TASK 1. In the rows, begin at the line that contains "Mark each instance of the sun" and stop after the line that contains "x=414 y=579". Turn those lines into a JSON list of strings, one string per line, leaving out blank lines.

If I were Roland Barthes I would say the punctum was either the walking stick - a studio prop, I imagine - or my mother's left hand clutching at her white suit. I would wonder about the nervousness in that gesture and in the little extended finger. And of course, like anyone else, I would look hard into those eyes. Studio shots of children always makes them look somewhat terrified, but the brother's eyes are knowing rather than scared. As for my mother's, they challenge and ponder.

'Think of them as children once,' I would say to myself many years ago when faced with someone threatening or hostile. Odd to think of a life - a form - spooling back like that. Martin Amis's Time's Arrow applied the time reversing method to an entire book, but once the reader got over the glitter of the technique and was no longer dazzled by it, there was little left, except a cliché about a Dr Mengele figure. Moments were stunning, but the grip on life as a whole was crude.

Maybe it can't help but be crude. Time telescopes. Things either swell and gangle like the giant in Jack, or they curl up like specimens in a bottle. I could make her large or small, but I'd like to see her as she was.

*

This is the part of her life of which I know next to nothing. In the early nineties I was invited to Romania as part of a British Council writers' group, the others being Helen Simpson, Valentine Cunningham, Helen Dunmore, Geoff Dyer and John Harvey. I flew into Bucharest from Budapest. There was a party and the next morning I was shown round parts of Bucharest by a bright attractive girl who asked where I was going next. I told her Cluj. How are you travelling? she asked. By plane, I said. Her face fell. Which airline? she asked. I fished out my ticket. Tarom, I said. Her face fell again. Then she shrugged. I suppose it's all right, she reassured me. They haven't had a crash for two years.

The morning after that I was at one of the Bucharest airports, I can't remember which, but the one for local flights. It consisted of a shed with a bench on either side. It was a dull morning. A clutch of German businessmen did their best not to look concerned opposite me. We were ushered out on to the tarmac and on board. The plane started up. Immediately there was a smell of damp and burning. We took off. We juddered a little. Someone took a swig of something. I was getting a headache and had entered one of my resigned moods, the kind I used to get in Budapest taxis. Time went slowly, less arrow more lava. Two of the most beautiful air hostesses I have ever seen appeared and offered ice-cold black coffee. Beauty can be extraordinarily consoling. I'd be plunging to my death in good company and I frankly didn't care whether we plunged or not.

Safely landed I was taken to my hotel in the city centre. It had once been a grand hotel with marble panels and a mirror lined staircase. The marble was cracked with missing patches, the mirror blurred and green-grey. All the furniture in my room was falling apart. I opened a drawer and the front of it came away in my hand. The plugs were hanging off the walls. I turned on the taps and there was no water. I lay down. Then I was called to my event. Two men in the lobby wanted to sell me currency on the way out. I think it was currency.

TASK 2. Decide whether each statement agrees with the excerpt about the trip to Romania. Answer yes or no, and quote the words that decide it. (a) The writer flew into Bucharest from Budapest. (b) On the flight to Cluj, the air hostesses offered hot tea. (c) When the writer turned on the taps in the hotel room, water came out.

INFORMATION SHOWN.
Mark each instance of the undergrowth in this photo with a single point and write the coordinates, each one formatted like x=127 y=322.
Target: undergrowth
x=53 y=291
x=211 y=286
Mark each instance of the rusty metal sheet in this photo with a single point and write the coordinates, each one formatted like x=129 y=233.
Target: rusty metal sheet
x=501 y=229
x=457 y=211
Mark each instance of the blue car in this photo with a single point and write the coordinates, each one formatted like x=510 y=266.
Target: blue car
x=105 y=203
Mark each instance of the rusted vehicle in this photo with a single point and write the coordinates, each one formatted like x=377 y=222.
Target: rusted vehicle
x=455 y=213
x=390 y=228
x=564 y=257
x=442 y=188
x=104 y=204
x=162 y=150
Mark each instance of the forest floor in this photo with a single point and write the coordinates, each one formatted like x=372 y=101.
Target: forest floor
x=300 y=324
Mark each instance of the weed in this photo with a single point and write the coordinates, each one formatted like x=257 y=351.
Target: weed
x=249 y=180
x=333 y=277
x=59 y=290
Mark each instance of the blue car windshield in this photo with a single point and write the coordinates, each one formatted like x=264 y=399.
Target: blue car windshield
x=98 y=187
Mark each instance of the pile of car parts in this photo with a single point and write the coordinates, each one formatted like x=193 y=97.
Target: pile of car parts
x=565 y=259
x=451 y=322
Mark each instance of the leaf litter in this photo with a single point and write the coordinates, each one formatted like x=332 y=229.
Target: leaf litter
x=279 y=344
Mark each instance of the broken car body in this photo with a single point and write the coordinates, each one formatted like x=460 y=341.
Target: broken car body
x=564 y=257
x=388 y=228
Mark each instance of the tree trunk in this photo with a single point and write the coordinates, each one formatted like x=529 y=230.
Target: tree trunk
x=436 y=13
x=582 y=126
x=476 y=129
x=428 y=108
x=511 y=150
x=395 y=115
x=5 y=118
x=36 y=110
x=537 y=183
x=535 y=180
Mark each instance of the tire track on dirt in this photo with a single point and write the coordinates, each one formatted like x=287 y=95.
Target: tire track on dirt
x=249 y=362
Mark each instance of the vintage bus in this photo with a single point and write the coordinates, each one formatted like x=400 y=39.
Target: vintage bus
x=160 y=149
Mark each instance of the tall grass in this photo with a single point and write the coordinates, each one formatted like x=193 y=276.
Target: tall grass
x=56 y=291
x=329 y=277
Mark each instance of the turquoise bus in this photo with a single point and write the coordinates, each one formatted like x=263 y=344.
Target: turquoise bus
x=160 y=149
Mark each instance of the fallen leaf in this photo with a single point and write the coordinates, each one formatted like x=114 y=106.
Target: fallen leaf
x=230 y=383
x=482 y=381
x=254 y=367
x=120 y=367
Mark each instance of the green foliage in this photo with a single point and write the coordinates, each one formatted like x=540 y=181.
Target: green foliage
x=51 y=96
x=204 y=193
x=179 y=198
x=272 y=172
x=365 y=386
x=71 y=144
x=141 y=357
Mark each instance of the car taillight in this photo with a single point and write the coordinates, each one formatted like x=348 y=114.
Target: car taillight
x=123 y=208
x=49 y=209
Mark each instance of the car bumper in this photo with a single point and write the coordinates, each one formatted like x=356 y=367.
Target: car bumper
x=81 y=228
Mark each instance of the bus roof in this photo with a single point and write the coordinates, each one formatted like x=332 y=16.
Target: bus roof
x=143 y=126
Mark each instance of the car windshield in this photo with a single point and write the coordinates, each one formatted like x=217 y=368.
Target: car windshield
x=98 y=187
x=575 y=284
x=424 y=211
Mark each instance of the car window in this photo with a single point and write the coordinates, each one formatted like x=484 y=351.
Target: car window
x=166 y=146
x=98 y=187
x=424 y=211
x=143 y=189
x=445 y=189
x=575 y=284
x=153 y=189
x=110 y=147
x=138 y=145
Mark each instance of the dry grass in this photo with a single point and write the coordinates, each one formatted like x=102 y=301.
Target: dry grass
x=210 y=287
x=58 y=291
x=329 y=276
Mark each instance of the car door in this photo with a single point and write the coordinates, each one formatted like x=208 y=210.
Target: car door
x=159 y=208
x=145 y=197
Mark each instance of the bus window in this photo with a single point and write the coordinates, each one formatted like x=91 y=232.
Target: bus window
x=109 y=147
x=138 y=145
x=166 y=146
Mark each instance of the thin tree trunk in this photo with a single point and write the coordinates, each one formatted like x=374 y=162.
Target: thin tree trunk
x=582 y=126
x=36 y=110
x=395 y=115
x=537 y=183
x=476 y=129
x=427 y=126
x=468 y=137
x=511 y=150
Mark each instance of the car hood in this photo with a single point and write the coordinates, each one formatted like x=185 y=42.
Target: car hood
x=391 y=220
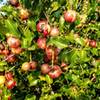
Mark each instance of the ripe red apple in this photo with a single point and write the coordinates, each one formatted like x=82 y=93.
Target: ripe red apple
x=70 y=16
x=45 y=68
x=2 y=80
x=55 y=72
x=46 y=60
x=13 y=42
x=64 y=66
x=33 y=65
x=41 y=42
x=92 y=43
x=9 y=98
x=2 y=46
x=16 y=50
x=49 y=51
x=11 y=84
x=11 y=58
x=14 y=3
x=46 y=30
x=8 y=76
x=41 y=25
x=24 y=14
x=54 y=31
x=5 y=52
x=25 y=66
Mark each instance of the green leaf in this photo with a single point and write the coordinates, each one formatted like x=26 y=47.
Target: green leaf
x=27 y=39
x=30 y=97
x=2 y=64
x=48 y=79
x=12 y=27
x=59 y=42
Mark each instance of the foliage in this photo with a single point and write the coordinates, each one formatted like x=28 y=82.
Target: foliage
x=80 y=81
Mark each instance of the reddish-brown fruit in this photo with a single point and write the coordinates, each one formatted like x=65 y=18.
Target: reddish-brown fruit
x=14 y=3
x=46 y=60
x=11 y=58
x=49 y=51
x=33 y=65
x=55 y=72
x=41 y=25
x=26 y=66
x=8 y=76
x=2 y=47
x=16 y=50
x=41 y=42
x=70 y=16
x=2 y=80
x=45 y=68
x=9 y=98
x=54 y=31
x=46 y=30
x=1 y=52
x=13 y=42
x=92 y=43
x=24 y=14
x=11 y=84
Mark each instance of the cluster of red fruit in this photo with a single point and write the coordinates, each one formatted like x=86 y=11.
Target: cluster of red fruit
x=14 y=48
x=8 y=80
x=24 y=14
x=51 y=53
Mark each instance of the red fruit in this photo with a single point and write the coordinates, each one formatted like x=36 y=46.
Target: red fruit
x=8 y=76
x=5 y=52
x=55 y=72
x=45 y=68
x=11 y=58
x=14 y=3
x=46 y=59
x=54 y=31
x=92 y=43
x=70 y=16
x=33 y=65
x=41 y=25
x=24 y=14
x=0 y=91
x=1 y=52
x=9 y=98
x=63 y=64
x=1 y=46
x=46 y=30
x=16 y=50
x=26 y=66
x=11 y=84
x=49 y=52
x=13 y=42
x=41 y=42
x=2 y=80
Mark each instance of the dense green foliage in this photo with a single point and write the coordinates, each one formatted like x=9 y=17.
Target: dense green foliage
x=81 y=79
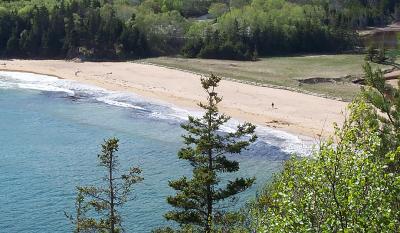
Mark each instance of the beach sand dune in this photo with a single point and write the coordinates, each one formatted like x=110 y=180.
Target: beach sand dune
x=293 y=112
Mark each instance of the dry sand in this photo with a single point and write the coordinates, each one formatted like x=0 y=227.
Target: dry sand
x=296 y=113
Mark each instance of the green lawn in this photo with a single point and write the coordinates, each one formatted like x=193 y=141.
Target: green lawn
x=281 y=71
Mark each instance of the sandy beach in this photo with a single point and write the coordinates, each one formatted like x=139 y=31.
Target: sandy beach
x=294 y=112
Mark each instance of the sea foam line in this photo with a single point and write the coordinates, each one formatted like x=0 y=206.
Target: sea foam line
x=289 y=143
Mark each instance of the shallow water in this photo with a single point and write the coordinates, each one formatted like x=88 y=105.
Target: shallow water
x=50 y=132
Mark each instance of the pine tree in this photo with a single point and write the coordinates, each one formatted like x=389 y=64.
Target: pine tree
x=108 y=199
x=207 y=148
x=80 y=220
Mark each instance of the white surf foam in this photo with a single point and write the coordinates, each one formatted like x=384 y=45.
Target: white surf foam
x=288 y=143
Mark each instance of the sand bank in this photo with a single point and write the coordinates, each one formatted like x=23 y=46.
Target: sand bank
x=293 y=112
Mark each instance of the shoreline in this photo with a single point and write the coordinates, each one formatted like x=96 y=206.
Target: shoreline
x=296 y=113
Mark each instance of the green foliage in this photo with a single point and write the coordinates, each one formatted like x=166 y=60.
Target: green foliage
x=352 y=183
x=80 y=220
x=75 y=28
x=242 y=30
x=197 y=200
x=267 y=28
x=345 y=187
x=105 y=200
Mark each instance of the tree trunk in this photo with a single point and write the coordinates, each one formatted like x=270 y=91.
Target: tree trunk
x=112 y=215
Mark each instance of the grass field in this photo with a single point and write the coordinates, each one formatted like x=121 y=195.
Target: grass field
x=282 y=71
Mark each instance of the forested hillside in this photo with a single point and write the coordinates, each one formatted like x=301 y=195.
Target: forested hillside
x=227 y=29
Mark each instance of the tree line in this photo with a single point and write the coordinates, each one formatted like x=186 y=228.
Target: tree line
x=350 y=184
x=230 y=29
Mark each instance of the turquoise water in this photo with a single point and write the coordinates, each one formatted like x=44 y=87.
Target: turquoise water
x=50 y=131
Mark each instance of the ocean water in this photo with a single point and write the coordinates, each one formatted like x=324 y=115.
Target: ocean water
x=50 y=132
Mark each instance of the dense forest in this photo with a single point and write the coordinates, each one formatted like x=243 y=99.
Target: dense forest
x=351 y=183
x=227 y=29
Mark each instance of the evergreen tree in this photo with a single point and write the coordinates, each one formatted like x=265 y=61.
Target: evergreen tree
x=80 y=220
x=107 y=199
x=386 y=99
x=207 y=148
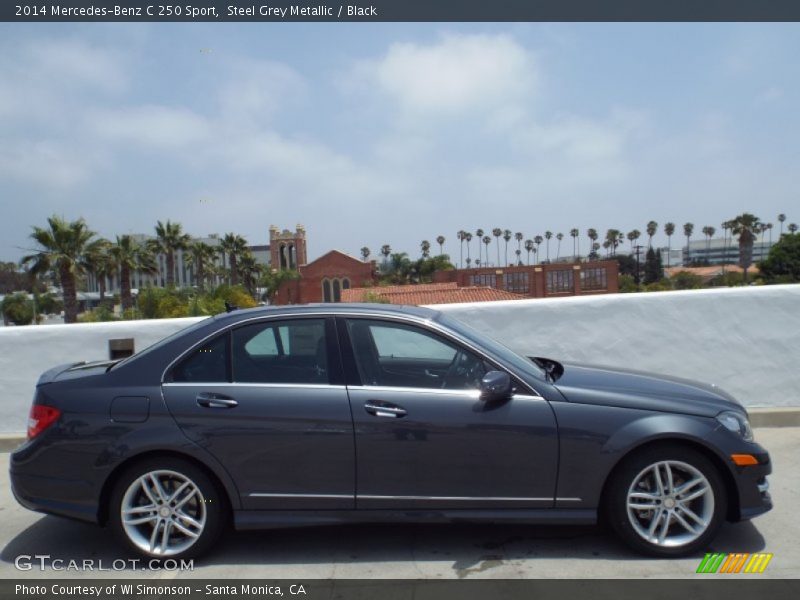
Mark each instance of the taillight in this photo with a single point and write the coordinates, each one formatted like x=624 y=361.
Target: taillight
x=40 y=418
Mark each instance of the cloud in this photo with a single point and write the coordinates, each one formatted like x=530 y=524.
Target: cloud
x=456 y=74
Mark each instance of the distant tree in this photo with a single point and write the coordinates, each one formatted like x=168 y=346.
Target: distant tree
x=425 y=246
x=486 y=241
x=688 y=229
x=169 y=239
x=129 y=256
x=574 y=233
x=497 y=232
x=746 y=226
x=386 y=250
x=669 y=230
x=62 y=248
x=782 y=265
x=548 y=235
x=633 y=236
x=529 y=247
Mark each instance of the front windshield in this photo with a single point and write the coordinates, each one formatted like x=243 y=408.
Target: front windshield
x=486 y=341
x=162 y=342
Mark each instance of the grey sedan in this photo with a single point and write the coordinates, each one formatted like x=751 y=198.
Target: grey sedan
x=336 y=413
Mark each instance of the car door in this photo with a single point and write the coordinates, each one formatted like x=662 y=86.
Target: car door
x=267 y=400
x=425 y=439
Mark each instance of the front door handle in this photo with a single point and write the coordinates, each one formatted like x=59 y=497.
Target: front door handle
x=215 y=401
x=379 y=408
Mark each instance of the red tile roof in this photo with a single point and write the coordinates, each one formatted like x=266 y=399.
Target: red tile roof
x=430 y=293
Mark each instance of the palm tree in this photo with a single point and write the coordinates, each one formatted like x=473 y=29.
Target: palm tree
x=652 y=228
x=386 y=250
x=746 y=226
x=709 y=231
x=62 y=249
x=203 y=261
x=574 y=233
x=548 y=235
x=131 y=256
x=688 y=228
x=98 y=263
x=538 y=241
x=497 y=232
x=425 y=246
x=249 y=270
x=592 y=235
x=235 y=247
x=507 y=237
x=529 y=249
x=669 y=229
x=169 y=239
x=633 y=236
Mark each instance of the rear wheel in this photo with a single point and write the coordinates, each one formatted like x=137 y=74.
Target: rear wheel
x=166 y=508
x=666 y=501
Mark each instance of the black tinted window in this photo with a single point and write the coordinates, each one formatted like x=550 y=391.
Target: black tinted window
x=281 y=352
x=399 y=355
x=208 y=363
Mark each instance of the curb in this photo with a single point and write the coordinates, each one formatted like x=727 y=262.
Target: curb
x=759 y=417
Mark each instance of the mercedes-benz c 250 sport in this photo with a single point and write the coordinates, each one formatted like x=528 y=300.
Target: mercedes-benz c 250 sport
x=304 y=415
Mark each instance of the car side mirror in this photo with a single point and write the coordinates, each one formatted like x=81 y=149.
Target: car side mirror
x=496 y=385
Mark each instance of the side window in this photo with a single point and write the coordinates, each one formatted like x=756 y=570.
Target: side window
x=400 y=355
x=207 y=363
x=281 y=352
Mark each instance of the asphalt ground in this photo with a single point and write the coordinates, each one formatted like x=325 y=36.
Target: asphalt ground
x=409 y=551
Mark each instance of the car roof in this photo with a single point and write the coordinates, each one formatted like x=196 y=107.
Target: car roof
x=332 y=308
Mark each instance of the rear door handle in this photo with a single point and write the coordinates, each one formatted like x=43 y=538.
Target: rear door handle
x=379 y=408
x=215 y=401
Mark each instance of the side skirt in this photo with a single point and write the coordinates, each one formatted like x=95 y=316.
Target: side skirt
x=276 y=519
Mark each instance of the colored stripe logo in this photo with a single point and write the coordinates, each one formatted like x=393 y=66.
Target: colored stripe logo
x=735 y=562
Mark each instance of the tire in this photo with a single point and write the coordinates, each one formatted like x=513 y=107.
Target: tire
x=666 y=520
x=180 y=517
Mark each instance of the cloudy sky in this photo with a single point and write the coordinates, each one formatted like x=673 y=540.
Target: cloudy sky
x=393 y=133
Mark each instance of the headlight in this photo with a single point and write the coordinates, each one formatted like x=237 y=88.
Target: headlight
x=737 y=423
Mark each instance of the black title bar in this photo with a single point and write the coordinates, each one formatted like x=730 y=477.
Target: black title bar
x=401 y=10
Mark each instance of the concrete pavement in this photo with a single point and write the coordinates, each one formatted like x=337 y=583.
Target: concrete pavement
x=417 y=551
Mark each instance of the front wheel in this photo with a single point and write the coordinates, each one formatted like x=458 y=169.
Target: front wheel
x=666 y=501
x=166 y=508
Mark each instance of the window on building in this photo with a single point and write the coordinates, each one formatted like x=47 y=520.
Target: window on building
x=483 y=279
x=594 y=279
x=516 y=282
x=559 y=281
x=326 y=291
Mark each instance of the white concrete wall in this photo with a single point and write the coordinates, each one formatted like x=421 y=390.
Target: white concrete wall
x=747 y=340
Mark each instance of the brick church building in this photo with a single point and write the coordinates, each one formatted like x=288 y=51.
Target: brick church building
x=321 y=280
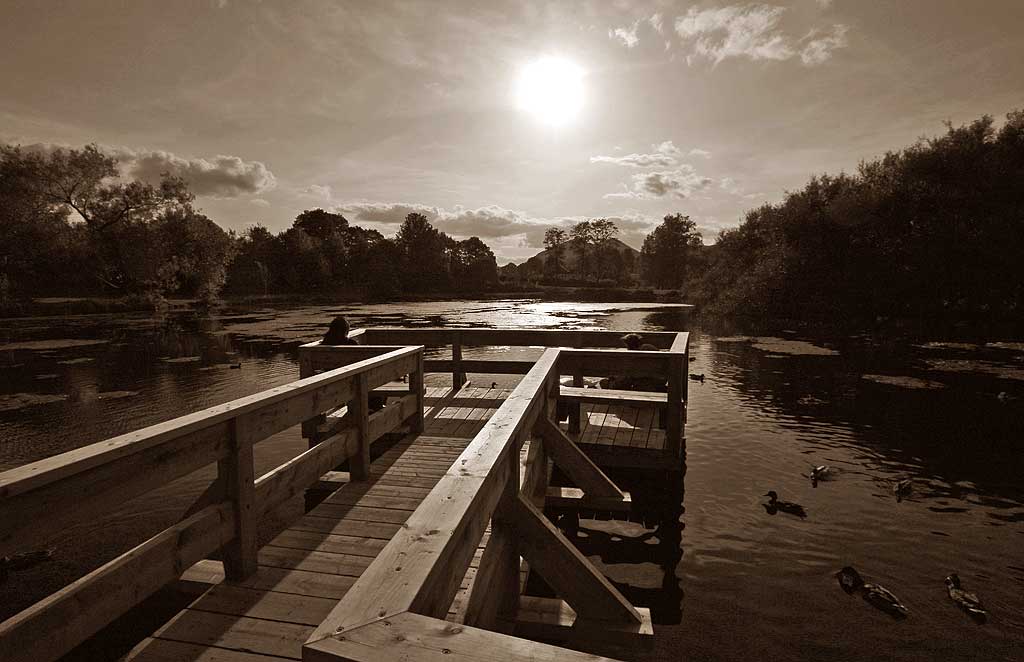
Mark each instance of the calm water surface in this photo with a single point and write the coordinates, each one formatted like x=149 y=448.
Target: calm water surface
x=747 y=585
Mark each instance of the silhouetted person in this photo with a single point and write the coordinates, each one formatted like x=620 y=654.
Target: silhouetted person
x=337 y=333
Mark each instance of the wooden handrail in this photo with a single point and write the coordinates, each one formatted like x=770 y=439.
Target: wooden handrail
x=415 y=578
x=39 y=498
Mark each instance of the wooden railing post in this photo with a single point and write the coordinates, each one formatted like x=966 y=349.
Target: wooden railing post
x=458 y=376
x=576 y=409
x=417 y=386
x=674 y=424
x=358 y=410
x=237 y=473
x=496 y=590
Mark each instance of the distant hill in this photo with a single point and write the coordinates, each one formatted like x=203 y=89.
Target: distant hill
x=537 y=265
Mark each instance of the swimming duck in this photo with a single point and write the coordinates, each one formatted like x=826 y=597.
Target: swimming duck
x=783 y=506
x=878 y=596
x=966 y=601
x=821 y=472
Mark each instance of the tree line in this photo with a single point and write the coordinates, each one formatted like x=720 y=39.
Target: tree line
x=932 y=231
x=71 y=225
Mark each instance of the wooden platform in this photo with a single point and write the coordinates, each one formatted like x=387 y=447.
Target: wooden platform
x=624 y=437
x=306 y=569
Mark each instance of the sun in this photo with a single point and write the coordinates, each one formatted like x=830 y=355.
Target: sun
x=551 y=89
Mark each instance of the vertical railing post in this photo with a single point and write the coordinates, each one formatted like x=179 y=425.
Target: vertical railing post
x=458 y=376
x=236 y=471
x=495 y=600
x=417 y=386
x=576 y=408
x=358 y=410
x=674 y=424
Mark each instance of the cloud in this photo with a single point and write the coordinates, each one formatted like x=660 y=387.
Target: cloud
x=735 y=32
x=729 y=184
x=681 y=182
x=820 y=49
x=626 y=35
x=221 y=176
x=663 y=155
x=753 y=32
x=316 y=191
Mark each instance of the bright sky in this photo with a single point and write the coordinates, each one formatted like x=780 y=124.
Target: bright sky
x=377 y=109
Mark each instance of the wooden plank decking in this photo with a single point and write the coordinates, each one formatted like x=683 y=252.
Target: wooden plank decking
x=305 y=570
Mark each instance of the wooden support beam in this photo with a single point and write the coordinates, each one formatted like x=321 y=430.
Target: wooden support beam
x=553 y=620
x=496 y=589
x=574 y=462
x=614 y=397
x=458 y=376
x=576 y=409
x=417 y=386
x=359 y=408
x=567 y=571
x=408 y=636
x=674 y=424
x=236 y=471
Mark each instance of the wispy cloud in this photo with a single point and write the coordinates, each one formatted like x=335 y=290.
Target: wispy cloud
x=663 y=155
x=819 y=49
x=628 y=36
x=752 y=32
x=680 y=183
x=316 y=191
x=219 y=176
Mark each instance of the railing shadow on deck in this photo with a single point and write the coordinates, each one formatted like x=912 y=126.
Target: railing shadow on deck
x=414 y=579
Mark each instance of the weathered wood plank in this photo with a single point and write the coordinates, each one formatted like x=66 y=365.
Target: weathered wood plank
x=566 y=570
x=574 y=462
x=165 y=651
x=411 y=636
x=422 y=566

FULL ANSWER 1.
[
  "Mark each instance of the sun in this photo with a single point and write the coordinates, each one formatted like x=830 y=355.",
  "Target: sun",
  "x=551 y=89",
  "Mark each instance of the vertical railing post in this photo with a single point and write the coordinates, each one formatted like x=179 y=425.",
  "Target: vertical railing post",
  "x=458 y=376",
  "x=236 y=471",
  "x=495 y=600",
  "x=417 y=386",
  "x=576 y=408",
  "x=358 y=410",
  "x=674 y=424",
  "Mark each instance of the cloud in this photo with a single point and write the coordinates, each one formatted like x=660 y=387.",
  "Target: cloud",
  "x=735 y=32",
  "x=729 y=184",
  "x=681 y=182",
  "x=820 y=49",
  "x=626 y=35",
  "x=221 y=176",
  "x=663 y=155",
  "x=753 y=32",
  "x=316 y=191",
  "Mark each instance of the bright sky in this photo with a single point and write the coordinates, each one formatted like x=780 y=124.",
  "Target: bright sky",
  "x=377 y=109",
  "Mark each instance of the wooden plank decking in this photo with a single point and write the coordinates, each one formatted like x=683 y=252.",
  "Target: wooden plank decking",
  "x=305 y=570",
  "Mark each instance of the wooden support beam in this photo with a single point and write the coordinates, each one formatted like x=321 y=430.",
  "Target: wooden support beam",
  "x=553 y=620",
  "x=496 y=589",
  "x=574 y=462",
  "x=614 y=397",
  "x=458 y=376",
  "x=576 y=409",
  "x=417 y=386",
  "x=359 y=408",
  "x=567 y=571",
  "x=408 y=636",
  "x=674 y=424",
  "x=236 y=471",
  "Mark each instance of the wispy cloud in this photo with a single point and write the coordinates, each one formatted like x=335 y=290.",
  "Target: wispy cloud",
  "x=663 y=155",
  "x=819 y=49",
  "x=628 y=36",
  "x=752 y=32",
  "x=680 y=183",
  "x=316 y=191",
  "x=219 y=176",
  "Mark each instance of the railing shadow on deck in this photo with a single point and write the coordinates, each one formatted like x=912 y=126.",
  "Target: railing shadow on deck",
  "x=414 y=579"
]

FULL ANSWER 2.
(a) Yes: "I flew into Bucharest from Budapest."
(b) No: "offered ice-cold black coffee."
(c) No: "I turned on the taps and there was no water."